Filter the rows below and keep only the lines that contain the string "negative", copying each one unchanged.

(Beginning of MATERIALS PROVIDED)

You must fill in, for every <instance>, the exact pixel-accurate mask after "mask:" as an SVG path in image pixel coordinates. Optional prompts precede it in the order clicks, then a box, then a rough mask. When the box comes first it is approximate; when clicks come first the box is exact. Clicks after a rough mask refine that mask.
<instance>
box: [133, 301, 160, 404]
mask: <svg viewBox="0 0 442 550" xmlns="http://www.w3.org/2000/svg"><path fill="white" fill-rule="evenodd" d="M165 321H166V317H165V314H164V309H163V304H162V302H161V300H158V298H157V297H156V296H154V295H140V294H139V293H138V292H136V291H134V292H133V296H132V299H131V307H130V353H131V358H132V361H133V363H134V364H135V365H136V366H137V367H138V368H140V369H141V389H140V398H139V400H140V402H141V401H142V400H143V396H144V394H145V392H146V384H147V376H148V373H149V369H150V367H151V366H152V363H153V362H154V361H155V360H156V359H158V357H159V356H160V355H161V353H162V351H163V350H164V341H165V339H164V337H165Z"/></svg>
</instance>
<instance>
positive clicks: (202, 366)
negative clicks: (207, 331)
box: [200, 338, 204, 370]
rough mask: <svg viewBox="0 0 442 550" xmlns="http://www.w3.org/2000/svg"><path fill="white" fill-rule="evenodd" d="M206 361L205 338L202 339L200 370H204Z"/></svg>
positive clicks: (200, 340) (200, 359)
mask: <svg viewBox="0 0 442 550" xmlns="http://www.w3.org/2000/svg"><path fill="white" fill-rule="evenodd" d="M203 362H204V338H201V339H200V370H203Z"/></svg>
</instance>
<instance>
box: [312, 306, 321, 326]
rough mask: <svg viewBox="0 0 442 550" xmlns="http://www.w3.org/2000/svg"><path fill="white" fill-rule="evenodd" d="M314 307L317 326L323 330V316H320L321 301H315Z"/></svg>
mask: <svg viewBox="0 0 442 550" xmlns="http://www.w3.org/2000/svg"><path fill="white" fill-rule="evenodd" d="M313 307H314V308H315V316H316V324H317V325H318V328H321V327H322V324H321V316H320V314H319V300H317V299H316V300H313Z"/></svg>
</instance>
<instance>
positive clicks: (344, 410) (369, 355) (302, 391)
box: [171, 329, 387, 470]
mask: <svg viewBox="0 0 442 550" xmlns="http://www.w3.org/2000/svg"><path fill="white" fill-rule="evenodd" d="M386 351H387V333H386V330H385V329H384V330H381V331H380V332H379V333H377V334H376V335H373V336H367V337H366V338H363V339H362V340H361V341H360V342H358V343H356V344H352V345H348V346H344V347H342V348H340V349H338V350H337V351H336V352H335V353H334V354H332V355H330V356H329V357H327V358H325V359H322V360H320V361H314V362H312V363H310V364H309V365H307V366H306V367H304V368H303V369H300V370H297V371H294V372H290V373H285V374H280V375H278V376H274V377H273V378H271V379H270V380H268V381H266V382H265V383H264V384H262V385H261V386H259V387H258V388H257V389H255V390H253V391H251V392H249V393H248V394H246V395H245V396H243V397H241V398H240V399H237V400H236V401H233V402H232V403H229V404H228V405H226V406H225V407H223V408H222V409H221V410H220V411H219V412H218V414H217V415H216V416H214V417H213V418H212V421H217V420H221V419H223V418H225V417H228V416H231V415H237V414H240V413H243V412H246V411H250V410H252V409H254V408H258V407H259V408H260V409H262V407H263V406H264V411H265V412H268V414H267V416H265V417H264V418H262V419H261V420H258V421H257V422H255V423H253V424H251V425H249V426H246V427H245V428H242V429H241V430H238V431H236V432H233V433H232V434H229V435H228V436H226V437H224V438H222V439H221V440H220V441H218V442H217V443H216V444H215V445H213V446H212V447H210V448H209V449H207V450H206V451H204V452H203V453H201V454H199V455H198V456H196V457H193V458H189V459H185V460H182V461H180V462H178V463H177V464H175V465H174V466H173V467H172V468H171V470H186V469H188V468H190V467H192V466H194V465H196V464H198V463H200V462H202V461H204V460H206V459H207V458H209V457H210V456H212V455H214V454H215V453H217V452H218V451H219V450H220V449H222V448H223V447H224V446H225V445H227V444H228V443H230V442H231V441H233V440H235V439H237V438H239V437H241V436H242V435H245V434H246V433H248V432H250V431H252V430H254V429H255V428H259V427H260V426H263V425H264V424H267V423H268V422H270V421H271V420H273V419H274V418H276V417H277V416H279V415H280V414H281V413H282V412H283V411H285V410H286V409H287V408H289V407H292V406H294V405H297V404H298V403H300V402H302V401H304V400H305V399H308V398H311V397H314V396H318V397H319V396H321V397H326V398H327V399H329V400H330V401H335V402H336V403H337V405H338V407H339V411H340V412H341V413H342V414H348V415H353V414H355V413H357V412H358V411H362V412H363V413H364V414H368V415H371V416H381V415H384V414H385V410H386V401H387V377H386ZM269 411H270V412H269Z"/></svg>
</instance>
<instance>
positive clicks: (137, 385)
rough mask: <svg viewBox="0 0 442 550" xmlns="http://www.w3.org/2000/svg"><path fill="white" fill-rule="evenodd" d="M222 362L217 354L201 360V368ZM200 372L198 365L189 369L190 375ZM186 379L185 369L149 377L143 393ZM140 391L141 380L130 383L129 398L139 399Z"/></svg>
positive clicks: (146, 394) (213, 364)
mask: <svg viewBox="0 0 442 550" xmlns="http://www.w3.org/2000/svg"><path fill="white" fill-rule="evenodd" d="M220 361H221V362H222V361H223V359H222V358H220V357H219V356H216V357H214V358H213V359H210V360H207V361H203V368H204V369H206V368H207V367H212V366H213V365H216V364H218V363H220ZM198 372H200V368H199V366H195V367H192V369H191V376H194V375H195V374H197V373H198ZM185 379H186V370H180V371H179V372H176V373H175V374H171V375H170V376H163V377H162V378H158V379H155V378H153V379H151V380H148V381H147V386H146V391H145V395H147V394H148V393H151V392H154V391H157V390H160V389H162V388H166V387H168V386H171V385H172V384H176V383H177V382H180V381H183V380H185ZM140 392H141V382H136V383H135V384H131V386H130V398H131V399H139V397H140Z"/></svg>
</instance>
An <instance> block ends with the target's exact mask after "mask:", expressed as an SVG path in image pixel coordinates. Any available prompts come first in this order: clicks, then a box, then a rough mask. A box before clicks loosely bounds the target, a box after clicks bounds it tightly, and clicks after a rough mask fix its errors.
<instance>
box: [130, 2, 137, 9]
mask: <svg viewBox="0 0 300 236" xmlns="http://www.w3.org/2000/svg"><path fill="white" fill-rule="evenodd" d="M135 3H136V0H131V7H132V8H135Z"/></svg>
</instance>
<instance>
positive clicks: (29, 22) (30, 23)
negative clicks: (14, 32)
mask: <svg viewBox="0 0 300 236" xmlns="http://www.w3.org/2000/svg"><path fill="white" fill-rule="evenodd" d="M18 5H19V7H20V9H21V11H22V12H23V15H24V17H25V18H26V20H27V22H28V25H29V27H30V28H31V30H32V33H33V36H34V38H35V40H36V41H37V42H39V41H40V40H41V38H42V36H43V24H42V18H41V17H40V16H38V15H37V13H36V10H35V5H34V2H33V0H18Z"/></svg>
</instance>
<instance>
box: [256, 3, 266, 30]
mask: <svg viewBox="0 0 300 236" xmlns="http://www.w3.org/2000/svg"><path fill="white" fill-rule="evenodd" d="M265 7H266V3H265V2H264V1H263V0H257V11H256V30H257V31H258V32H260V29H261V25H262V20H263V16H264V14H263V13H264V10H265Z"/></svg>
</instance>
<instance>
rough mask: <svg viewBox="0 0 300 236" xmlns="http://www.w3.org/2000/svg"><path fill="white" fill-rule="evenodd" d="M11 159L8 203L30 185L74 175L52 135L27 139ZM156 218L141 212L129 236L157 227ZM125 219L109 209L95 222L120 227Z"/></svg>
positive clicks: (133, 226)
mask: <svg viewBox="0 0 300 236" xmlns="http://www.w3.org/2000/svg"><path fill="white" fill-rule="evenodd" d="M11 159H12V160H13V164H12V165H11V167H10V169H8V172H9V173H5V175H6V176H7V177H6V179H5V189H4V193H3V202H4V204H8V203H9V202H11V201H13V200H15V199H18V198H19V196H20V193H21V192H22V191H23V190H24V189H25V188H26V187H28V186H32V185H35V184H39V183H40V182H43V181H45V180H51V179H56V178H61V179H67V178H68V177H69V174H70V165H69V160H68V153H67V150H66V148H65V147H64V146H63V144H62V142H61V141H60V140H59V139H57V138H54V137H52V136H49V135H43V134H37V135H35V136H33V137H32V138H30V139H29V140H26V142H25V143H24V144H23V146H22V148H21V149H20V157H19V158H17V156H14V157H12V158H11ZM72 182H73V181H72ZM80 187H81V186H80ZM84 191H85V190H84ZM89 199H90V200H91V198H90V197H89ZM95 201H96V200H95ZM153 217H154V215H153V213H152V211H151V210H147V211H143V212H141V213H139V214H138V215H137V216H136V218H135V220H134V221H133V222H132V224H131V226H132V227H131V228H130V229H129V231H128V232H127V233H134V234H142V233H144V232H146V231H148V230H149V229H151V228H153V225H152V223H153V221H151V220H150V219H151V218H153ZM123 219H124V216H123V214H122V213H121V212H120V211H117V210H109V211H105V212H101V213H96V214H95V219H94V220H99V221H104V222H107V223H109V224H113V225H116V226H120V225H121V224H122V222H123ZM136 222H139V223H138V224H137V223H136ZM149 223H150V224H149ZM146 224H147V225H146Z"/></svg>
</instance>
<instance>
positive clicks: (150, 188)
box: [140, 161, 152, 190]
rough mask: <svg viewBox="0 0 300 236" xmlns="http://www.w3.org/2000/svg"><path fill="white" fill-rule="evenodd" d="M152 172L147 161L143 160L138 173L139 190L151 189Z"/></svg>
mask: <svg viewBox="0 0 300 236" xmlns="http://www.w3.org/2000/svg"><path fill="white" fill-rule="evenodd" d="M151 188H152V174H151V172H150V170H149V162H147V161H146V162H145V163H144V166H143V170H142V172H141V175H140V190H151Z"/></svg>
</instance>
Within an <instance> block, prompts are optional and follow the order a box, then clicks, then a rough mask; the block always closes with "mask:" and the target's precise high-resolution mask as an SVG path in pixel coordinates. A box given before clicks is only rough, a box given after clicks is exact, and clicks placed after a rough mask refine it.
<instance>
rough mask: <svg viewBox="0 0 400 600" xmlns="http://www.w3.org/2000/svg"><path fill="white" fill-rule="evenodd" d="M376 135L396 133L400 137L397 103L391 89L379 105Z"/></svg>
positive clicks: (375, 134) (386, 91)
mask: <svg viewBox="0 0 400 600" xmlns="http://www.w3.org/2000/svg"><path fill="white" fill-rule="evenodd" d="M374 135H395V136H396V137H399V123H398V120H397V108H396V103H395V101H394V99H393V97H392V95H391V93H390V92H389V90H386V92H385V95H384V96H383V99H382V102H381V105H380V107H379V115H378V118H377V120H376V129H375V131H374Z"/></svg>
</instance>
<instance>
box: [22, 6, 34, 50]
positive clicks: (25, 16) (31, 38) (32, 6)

(End of MATERIALS PROVIDED)

#### ANSWER TO THE EXERCISE
negative clicks: (207, 331)
negative clicks: (14, 32)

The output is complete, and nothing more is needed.